• _Work required_:
Each entry has to be copied exactly, with nothing missed.

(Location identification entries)

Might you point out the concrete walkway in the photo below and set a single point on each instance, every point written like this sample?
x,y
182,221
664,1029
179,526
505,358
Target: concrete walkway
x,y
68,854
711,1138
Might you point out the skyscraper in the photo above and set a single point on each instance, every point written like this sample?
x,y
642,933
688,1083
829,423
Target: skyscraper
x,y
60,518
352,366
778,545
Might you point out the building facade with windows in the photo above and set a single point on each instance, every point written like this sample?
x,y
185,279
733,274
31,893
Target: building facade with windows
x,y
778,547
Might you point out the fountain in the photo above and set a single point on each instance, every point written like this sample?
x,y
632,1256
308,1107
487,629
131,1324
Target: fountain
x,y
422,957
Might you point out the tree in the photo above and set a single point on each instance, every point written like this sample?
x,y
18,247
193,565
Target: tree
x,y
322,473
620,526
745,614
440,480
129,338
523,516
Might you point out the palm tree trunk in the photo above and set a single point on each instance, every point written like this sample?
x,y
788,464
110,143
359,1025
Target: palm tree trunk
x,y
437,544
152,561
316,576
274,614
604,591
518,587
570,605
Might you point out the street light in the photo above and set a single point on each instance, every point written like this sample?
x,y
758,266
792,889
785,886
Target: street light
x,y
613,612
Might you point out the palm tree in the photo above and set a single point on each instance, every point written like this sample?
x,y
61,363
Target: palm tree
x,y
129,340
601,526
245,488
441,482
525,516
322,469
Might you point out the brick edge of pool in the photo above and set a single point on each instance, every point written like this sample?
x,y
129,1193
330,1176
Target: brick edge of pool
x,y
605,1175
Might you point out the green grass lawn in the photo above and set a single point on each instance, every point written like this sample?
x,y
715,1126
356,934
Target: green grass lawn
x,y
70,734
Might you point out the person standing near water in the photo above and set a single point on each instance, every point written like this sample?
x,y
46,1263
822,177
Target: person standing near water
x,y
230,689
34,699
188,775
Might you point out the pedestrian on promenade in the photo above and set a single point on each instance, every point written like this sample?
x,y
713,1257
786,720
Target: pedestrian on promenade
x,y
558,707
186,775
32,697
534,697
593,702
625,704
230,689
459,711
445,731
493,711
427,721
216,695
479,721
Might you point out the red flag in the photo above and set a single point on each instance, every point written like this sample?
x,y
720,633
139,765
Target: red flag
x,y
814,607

• _Solved problem_:
Might you point out the concrete walkway in the photo below and set a single point on each instance, every point written like this sample?
x,y
182,221
664,1029
179,526
505,358
Target: concrete walkway
x,y
68,854
711,1138
Might you point out the skyscraper in the photo above and set a single point on each instance, every point written like this sample?
x,y
642,933
688,1083
829,423
Target: skyscraper
x,y
60,518
352,366
778,545
Might you point out the building facade with windows in the photo above and set a single point on each instance, every point written like this sample?
x,y
185,279
733,274
31,893
Target: building facade with windows
x,y
778,547
Might you point out the fountain in the photo above and set a single point on each instance, every point written like this sample?
x,y
632,1256
308,1107
487,629
131,1324
Target: fountain
x,y
422,957
Might you point out the tree in the photo above and set a single point on each instance, every point written like this sample?
x,y
18,247
193,565
Target: tree
x,y
322,473
620,526
745,614
440,480
129,338
523,516
Might you point out the palm tree trunk in the photo above and set a single point on each instance, every point written like this sample?
x,y
788,464
110,143
359,1025
Target: palm tree trunk
x,y
437,544
152,561
316,576
274,614
604,591
518,587
570,605
Might you point out the street light in the photo above and set a single point on each instance, every point written like this sample?
x,y
758,266
792,889
785,886
Target: street light
x,y
613,612
Might you point out the palm tree in the photo above and set a single point on each instance, every point written like this sample?
x,y
61,363
Target: palm tree
x,y
129,340
601,526
245,488
441,482
525,516
322,469
Might you point out the brick edge of pool in the photo above and set a single point on each instance, every point written like this sample?
x,y
129,1193
330,1176
Target: brick edge of pool
x,y
605,1175
Might you point out the green grass lawn in the photo above and set a single point on each instance, every point written like this sample?
x,y
715,1126
356,934
Target: green grass lawn
x,y
70,734
Might you point out the person standing near water in the photo above and set a single point on each instance, every point written like this sample?
x,y
46,1263
822,177
Target: person standing near water
x,y
230,689
34,699
188,775
Might you point out the pedestrian on promenade in the photo above and set a single point on each instance, every point written like this sample?
x,y
713,1257
786,720
Target: pedestrian on promenade
x,y
558,707
186,775
32,697
534,697
593,702
625,704
230,689
459,711
445,731
493,711
427,721
216,695
479,721
Might you point out the red flag in the photo above and set a single point on each instance, every point written like this sample?
x,y
720,633
139,765
Target: red flag
x,y
814,607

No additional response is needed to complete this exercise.